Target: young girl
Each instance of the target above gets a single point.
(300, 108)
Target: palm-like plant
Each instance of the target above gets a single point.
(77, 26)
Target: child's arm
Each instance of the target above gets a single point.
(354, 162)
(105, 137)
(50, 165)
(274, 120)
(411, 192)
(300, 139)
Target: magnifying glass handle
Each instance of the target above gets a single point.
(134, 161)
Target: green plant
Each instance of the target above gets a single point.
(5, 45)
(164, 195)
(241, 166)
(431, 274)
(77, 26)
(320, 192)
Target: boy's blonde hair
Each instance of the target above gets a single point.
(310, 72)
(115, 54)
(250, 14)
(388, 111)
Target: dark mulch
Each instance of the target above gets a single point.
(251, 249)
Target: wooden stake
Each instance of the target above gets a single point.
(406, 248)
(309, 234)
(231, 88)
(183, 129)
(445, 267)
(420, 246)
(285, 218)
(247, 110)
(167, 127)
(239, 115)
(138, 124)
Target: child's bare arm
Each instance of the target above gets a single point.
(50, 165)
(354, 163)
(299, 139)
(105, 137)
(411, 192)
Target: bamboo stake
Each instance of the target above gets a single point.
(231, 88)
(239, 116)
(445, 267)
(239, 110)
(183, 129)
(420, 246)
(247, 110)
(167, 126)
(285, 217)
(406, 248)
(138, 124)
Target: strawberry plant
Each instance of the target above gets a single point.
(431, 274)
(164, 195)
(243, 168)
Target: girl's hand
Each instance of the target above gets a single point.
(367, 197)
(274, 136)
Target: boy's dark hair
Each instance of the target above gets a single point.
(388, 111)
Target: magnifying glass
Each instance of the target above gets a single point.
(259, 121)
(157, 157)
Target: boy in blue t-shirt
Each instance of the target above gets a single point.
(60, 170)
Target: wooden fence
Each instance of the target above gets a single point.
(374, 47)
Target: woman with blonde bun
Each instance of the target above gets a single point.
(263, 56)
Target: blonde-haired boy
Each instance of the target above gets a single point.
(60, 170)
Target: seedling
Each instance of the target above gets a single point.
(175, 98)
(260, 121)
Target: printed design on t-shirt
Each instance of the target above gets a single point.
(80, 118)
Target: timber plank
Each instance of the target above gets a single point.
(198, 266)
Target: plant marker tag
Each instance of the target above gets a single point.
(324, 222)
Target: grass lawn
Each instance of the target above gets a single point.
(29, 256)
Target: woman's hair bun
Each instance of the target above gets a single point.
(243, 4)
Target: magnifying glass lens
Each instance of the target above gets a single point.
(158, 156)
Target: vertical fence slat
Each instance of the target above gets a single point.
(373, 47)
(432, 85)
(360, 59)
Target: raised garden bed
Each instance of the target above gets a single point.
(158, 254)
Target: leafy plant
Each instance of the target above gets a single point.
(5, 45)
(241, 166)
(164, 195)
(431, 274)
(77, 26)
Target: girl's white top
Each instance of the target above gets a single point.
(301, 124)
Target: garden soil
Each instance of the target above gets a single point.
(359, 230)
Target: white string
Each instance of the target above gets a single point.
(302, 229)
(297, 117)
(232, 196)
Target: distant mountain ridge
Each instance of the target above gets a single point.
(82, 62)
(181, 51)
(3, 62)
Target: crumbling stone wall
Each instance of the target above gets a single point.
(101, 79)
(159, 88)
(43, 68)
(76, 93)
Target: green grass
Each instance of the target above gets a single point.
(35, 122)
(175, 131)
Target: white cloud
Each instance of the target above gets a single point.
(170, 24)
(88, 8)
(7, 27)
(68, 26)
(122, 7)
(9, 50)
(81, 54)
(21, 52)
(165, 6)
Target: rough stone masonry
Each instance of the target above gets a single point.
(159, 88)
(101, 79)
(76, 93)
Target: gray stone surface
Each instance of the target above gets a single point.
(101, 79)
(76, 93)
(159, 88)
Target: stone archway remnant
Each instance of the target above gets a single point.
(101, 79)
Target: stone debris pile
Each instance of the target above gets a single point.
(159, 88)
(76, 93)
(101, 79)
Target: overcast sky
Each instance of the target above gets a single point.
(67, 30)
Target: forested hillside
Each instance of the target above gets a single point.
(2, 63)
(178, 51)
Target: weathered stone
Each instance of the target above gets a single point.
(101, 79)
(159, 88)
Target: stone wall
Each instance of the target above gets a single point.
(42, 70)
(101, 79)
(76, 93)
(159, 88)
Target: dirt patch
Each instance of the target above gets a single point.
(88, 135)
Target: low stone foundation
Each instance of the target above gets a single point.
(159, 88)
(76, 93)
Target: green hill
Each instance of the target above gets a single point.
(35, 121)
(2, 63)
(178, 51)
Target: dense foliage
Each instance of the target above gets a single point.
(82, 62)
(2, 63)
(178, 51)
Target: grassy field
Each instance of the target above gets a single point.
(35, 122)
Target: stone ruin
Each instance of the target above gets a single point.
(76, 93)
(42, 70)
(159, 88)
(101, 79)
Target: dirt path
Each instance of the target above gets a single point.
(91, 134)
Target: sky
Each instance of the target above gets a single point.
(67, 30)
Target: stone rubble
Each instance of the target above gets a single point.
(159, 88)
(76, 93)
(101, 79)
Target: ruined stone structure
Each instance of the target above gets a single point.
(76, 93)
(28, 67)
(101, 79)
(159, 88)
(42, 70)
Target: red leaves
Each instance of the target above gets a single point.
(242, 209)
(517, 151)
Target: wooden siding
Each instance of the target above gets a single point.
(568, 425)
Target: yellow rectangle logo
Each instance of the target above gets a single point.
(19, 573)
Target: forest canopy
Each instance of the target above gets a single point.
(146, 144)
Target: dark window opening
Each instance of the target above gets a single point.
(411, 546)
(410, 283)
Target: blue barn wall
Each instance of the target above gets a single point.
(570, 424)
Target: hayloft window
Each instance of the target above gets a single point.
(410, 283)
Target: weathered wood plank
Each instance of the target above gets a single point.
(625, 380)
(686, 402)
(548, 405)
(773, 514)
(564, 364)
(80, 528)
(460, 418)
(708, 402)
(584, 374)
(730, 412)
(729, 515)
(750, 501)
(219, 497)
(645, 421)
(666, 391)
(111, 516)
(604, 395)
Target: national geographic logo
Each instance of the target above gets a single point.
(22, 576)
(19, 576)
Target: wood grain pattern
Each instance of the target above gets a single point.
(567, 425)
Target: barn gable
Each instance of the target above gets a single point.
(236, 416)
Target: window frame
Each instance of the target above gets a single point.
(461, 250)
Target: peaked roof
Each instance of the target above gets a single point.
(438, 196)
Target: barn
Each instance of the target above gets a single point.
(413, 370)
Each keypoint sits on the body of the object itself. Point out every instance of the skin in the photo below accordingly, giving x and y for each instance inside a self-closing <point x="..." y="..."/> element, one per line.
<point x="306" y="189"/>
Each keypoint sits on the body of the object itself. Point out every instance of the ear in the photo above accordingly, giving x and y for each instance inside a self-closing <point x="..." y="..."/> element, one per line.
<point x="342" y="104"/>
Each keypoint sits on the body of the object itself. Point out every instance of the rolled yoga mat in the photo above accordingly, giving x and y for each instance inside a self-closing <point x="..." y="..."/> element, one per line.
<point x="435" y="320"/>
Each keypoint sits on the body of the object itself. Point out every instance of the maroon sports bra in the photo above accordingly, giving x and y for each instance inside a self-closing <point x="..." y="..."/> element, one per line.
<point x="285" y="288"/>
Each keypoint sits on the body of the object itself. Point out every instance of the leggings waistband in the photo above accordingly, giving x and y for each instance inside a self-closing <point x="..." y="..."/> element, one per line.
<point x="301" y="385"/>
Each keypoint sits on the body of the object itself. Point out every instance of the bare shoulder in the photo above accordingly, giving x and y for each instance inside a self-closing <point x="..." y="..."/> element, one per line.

○ ○ ○

- **EXERCISE DIRECTIONS**
Would you copy out exactly the lines above that start at the one containing "Target: boy's dark hair" and end at the one containing "Target: white string", inclusive?

- **OUTPUT FOR THIS EXERCISE**
Target: boy's dark hair
Each instance of the target above gets a single point.
(388, 111)
Target: magnifying glass
Each instance of the target above gets a single point.
(259, 121)
(157, 157)
Target: boy in blue t-shirt
Each instance of the target above gets a single point.
(60, 170)
Target: wooden fence
Each instance of the target above gets a single point.
(374, 47)
Target: woman with blonde bun
Each instance of the target above gets a single point.
(263, 56)
Target: blonde-haired boy
Each instance of the target above gets a single point.
(60, 170)
Target: seedling
Each instance of the target above gets a single point.
(175, 98)
(260, 121)
Target: printed design on t-shirt
Each instance of the target above gets a single point.
(80, 118)
Target: timber plank
Each instance of the target above gets a single point.
(198, 266)
Target: plant marker tag
Each instance of the target above gets a single point.
(324, 222)
Target: grass lawn
Each instance of the target above gets a single point.
(29, 256)
Target: woman's hair bun
Each instance of the target above gets a single point.
(243, 4)
Target: magnifying glass lens
Each instance of the target above gets a single point.
(158, 156)
Target: vertical fence slat
Each instance of the target above gets a single point.
(373, 47)
(432, 85)
(360, 59)
Target: raised garden bed
Each instance of the target above gets a single point.
(158, 254)
Target: leafy plant
Each instance of the target above gets a single point.
(5, 45)
(241, 166)
(164, 195)
(431, 274)
(77, 26)
Target: girl's white top
Each instance of the target above gets a single point.
(301, 124)
Target: garden soil
Each instance of the target above gets a single point.
(359, 230)
Target: white string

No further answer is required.